Images hosted on other servers:

Vulvar leiomyoma, preoperative examination

Vulvar leiomyoma, intraoperative

Vulvar leiomyosarcoma, preoperative examination

Vaginal leiomyosarcoma, preoperative examination

Gross description

Wide size range: 0.5 - 16 cm, with most < 5 cm (Obstet Gynecol 1979;53:689, Obstet Gynecol 1979;53:213, Am J Surg Pathol 2018;42:84, Am J Surg Pathol 1996;20:779, Histopathology 1991;18:523)
- Broad size overlap between leiomyoma and leiomyosarcoma (Am J Surg Pathol 2018;42:84)
Leiomyoma:
- Well circumscribed
- Rubbery, white-tan, whorled surface (Obstet Gynecol 1979;53:689, Obstet Gynecol 1979;53:213, Hum Pathol 2020;103:83)
Leiomyosarcoma:
- May be well or poorly circumscribed
- Soft, fleshy to variegated cut surface
- Hemorrhage and necrosis may be apparent (Am J Surg Pathol 2018;42:84)

Gross images

Images hosted on other servers:

Vulvar leiomyoma, excision specimen

Vulvar leiomyoma, cut surface

Vaginal leiomyoma, cut surface

Vaginal leiomyosarcoma, gross examination

Microscopic (histologic) description

Leiomyoma: morphologic spectrum similar to uterine smooth muscle tumors
- Spindle cell morphology most common (Am J Surg Pathol 1996;20:779, Histopathology 1991;18:523)
  - Intersecting fascicles of spindle cells
  - Cigar shaped nuclei
  - Eosinophilic cytoplasm
- Epithelioid and myxoid morphologies well documented (Am J Surg Pathol 1996;20:779, Histopathology 1991;18:523, Medicine (Baltimore) 2019;98:e17423, Gynecol Oncol 2005;96:548)
  - Myxoid change more common in vulvovaginal smooth muscle tumors than in uterine smooth muscle tumors
  - Myxoid change may predominate in pregnancy (Obstet Gynecol 1979;53:213)
- Uncommon morphologic variants reported (Obstet Gynecol 1979;53:689, Obstet Gynecol 1979;53:213, Am J Surg Pathol 2018;42:84, Hum Pathol 2020;103:83, Am J Surg Pathol 1996;20:779, Histopathology 1991;18:523, Medicine (Baltimore) 2019;98:e17423, Gynecol Oncol 2005;96:548):
  - Plexiform leiomyoma
  - Cellular leiomyoma
  - Leiomyoma with bizarre nuclei
- Fumarate hydratase (FH) deficient leiomyomas show characteristic morphologic features
  - Nuclear atypia
  - Orangeophilic macronucleoli with perinucleolar clearing
  - Staghorn (hemangiopericytoma-like) vessels
  - Alveolar pattern edema
  - Chain-like nuclear arrangement
- Vaginal leiomyomas: degenerative hyalinization, calcification, hemorrhage and edema common (probably secondary traumatic changes) (Obstet Gynecol 1979;53:689)

*****

Please reproduce the passage on vulvovaginal smooth muscle tumors word for word, between "Wide size range: 0.5" and "apparent (Am J Surg Pathol 2018;42:84)", inclusive.

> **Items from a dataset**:

*****

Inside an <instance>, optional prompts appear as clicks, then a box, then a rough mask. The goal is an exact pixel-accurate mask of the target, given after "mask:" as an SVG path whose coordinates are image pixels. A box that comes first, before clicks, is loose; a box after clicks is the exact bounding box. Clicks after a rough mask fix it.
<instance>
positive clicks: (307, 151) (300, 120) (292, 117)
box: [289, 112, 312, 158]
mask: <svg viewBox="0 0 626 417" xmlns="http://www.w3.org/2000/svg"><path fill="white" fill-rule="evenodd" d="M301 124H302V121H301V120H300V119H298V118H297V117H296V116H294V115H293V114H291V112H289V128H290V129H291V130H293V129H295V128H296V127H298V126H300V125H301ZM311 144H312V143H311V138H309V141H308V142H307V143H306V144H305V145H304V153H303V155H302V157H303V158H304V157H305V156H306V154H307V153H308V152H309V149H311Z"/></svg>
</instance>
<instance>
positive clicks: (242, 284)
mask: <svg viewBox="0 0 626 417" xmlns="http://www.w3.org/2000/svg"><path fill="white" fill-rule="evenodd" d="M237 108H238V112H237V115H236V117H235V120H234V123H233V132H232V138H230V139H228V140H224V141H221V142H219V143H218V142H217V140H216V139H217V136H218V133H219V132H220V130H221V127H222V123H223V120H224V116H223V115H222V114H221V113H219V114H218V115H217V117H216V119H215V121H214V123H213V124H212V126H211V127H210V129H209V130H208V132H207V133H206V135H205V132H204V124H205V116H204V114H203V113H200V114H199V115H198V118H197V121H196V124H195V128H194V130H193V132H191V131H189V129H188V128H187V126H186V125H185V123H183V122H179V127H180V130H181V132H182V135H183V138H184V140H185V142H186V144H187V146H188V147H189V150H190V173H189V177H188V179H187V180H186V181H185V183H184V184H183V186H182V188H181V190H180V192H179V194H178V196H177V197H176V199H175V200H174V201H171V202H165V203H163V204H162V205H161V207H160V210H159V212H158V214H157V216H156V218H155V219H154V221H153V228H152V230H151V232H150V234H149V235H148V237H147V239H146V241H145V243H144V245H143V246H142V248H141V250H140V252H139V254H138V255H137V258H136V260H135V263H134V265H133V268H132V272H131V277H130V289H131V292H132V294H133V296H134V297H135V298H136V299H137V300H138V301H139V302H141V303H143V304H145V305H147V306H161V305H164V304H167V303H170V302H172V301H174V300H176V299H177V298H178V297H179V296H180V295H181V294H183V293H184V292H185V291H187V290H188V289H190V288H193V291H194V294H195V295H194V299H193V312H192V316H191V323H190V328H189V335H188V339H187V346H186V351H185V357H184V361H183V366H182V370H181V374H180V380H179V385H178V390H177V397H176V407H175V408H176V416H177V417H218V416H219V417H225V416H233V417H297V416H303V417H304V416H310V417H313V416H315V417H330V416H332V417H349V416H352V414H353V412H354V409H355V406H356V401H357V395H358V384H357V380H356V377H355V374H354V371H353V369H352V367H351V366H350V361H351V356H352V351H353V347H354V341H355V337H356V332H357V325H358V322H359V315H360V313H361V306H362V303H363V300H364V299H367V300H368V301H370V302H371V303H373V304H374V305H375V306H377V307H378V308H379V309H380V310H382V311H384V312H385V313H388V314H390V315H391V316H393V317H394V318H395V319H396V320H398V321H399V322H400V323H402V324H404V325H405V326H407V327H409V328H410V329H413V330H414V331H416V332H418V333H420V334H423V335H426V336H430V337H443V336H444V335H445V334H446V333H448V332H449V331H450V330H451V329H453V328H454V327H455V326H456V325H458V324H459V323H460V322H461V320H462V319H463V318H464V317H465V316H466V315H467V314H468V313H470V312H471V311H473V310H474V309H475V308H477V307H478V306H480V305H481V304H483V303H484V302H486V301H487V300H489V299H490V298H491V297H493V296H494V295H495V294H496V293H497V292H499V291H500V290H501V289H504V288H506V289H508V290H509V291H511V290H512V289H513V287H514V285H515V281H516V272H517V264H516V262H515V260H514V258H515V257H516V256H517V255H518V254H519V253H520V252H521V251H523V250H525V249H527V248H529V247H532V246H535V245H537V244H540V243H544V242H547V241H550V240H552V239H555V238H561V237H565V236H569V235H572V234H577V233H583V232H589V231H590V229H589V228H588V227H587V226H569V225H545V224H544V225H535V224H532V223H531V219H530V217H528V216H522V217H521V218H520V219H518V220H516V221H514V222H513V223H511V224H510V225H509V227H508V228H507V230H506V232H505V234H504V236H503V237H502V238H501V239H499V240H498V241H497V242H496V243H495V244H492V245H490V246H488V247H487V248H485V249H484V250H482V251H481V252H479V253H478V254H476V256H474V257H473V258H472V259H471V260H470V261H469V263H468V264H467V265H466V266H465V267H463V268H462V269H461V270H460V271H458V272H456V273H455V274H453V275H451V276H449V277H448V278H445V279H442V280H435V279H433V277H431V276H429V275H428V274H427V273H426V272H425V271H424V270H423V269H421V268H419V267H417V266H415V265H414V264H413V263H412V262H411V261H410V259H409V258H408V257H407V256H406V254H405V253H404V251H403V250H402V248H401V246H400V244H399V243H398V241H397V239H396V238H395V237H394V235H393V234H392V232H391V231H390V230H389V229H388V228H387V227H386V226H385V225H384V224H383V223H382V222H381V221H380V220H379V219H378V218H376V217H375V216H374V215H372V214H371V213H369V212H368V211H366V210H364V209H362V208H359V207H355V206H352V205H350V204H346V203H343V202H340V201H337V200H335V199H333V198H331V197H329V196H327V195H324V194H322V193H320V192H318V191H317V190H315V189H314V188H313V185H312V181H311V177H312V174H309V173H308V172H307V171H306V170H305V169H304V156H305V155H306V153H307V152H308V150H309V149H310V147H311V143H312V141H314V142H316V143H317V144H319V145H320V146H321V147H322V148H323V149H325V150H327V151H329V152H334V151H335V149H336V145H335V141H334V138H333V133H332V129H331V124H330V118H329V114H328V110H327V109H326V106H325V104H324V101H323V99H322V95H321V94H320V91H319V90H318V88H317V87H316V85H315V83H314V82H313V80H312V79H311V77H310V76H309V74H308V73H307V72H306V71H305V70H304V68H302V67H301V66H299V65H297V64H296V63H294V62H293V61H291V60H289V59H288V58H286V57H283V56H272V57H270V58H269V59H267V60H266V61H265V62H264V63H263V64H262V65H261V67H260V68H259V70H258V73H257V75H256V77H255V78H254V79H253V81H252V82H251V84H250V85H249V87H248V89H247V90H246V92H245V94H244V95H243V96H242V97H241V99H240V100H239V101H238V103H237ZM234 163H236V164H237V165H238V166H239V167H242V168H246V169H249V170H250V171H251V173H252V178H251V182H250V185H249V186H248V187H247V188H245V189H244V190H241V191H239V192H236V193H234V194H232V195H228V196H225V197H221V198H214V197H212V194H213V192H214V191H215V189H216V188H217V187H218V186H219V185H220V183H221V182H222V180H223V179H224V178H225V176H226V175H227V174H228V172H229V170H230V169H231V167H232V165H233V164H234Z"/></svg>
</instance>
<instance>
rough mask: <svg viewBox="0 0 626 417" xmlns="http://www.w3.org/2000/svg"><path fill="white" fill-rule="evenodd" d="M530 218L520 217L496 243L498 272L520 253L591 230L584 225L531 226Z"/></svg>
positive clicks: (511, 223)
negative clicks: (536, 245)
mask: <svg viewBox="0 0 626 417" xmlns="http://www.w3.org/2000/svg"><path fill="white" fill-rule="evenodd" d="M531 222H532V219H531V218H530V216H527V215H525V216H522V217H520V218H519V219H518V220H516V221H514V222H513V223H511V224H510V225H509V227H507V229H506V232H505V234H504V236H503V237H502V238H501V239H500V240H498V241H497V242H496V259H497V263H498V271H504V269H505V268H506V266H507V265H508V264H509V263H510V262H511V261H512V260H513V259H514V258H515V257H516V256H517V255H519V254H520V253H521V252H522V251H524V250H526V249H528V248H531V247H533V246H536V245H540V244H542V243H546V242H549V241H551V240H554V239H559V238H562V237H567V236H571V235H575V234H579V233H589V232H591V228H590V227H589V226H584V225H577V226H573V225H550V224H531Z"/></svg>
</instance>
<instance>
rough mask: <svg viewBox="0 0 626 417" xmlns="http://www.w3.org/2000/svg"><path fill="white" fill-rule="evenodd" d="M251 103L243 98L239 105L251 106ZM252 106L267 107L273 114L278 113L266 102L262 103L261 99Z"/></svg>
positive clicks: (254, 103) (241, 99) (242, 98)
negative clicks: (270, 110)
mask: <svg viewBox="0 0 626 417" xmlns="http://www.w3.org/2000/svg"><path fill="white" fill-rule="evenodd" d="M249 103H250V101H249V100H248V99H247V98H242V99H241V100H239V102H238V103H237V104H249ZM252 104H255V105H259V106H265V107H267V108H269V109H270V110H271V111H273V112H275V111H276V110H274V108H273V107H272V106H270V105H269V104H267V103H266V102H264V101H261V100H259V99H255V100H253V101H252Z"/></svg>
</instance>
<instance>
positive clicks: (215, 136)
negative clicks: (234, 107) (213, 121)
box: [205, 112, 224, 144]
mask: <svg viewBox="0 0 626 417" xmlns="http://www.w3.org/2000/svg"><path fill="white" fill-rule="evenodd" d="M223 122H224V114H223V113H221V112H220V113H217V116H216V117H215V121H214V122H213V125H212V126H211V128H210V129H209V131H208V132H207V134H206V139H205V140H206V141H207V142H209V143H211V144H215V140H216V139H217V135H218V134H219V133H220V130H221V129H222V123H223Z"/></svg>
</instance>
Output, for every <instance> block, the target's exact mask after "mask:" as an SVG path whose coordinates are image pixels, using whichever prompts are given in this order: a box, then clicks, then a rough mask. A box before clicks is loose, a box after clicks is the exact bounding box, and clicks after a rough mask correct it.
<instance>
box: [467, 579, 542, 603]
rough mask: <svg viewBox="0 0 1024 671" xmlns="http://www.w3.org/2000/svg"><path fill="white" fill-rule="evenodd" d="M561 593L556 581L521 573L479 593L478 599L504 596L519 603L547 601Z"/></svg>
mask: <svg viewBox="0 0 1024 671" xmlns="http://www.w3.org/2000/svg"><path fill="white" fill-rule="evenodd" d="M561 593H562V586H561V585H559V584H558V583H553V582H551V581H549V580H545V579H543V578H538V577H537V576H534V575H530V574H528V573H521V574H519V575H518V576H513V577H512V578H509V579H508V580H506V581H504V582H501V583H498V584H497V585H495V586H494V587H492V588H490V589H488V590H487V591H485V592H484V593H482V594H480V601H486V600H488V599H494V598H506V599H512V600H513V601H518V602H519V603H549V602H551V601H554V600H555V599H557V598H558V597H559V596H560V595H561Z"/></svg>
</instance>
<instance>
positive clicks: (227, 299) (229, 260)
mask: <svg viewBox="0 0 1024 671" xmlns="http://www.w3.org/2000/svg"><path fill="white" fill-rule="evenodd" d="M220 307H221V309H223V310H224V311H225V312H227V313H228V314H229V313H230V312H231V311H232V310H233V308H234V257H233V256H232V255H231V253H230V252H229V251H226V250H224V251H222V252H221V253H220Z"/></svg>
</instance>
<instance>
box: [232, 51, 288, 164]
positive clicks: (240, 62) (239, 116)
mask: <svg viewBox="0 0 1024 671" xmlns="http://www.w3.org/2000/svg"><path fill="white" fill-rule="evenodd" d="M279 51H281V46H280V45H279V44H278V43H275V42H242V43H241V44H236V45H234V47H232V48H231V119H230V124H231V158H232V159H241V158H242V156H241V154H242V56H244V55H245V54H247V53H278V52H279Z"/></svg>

*****

> **Response**:
Wide size range: 0.5 - 16 cm, with most < 5 cm (Obstet Gynecol 1979;53:689, Obstet Gynecol 1979;53:213, Am J Surg Pathol 2018;42:84, Am J Surg Pathol 1996;20:779, Histopathology 1991;18:523)
- Broad size overlap between leiomyoma and leiomyosarcoma (Am J Surg Pathol 2018;42:84)
Leiomyoma:
- Well circumscribed
- Rubbery, white-tan, whorled surface (Obstet Gynecol 1979;53:689, Obstet Gynecol 1979;53:213, Hum Pathol 2020;103:83)
Leiomyosarcoma:
- May be well or poorly circumscribed
- Soft, fleshy to variegated cut surface
- Hemorrhage and necrosis may be apparent (Am J Surg Pathol 2018;42:84)